* Exercise requirements *
Convert the rows below into a Markdown table with the columns "No." and "Line." Begin at the line containing "Locate the curved" and continue through the last row, numbering each line and omitting blank lines.

========================

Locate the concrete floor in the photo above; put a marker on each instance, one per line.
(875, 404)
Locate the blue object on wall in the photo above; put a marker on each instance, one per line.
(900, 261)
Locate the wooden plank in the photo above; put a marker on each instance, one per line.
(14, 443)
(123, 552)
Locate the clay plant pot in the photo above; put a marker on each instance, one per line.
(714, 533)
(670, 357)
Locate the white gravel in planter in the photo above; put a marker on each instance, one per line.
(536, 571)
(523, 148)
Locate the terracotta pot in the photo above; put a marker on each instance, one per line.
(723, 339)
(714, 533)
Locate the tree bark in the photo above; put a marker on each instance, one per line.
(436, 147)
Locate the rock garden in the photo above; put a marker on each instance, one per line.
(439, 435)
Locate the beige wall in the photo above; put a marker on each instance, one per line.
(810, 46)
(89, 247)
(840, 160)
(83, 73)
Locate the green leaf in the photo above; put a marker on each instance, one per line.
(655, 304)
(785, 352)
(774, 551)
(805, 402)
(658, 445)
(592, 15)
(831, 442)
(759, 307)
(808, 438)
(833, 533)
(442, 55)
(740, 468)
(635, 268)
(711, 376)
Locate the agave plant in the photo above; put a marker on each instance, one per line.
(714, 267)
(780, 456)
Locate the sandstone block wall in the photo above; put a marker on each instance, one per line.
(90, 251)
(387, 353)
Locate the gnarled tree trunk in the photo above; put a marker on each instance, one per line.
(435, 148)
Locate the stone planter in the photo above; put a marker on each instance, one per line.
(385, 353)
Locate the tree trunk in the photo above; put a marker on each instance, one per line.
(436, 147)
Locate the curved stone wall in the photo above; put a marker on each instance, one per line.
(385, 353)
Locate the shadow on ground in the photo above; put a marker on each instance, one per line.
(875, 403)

========================

* Full answer *
| No. | Line |
|---|---|
| 1 | Locate the curved stone wall in the photo above; put a marker on each instance, one per line. |
| 2 | (385, 353) |
| 3 | Locate the shadow on ground in the photo above; put a marker on each instance, one per line. |
| 4 | (875, 403) |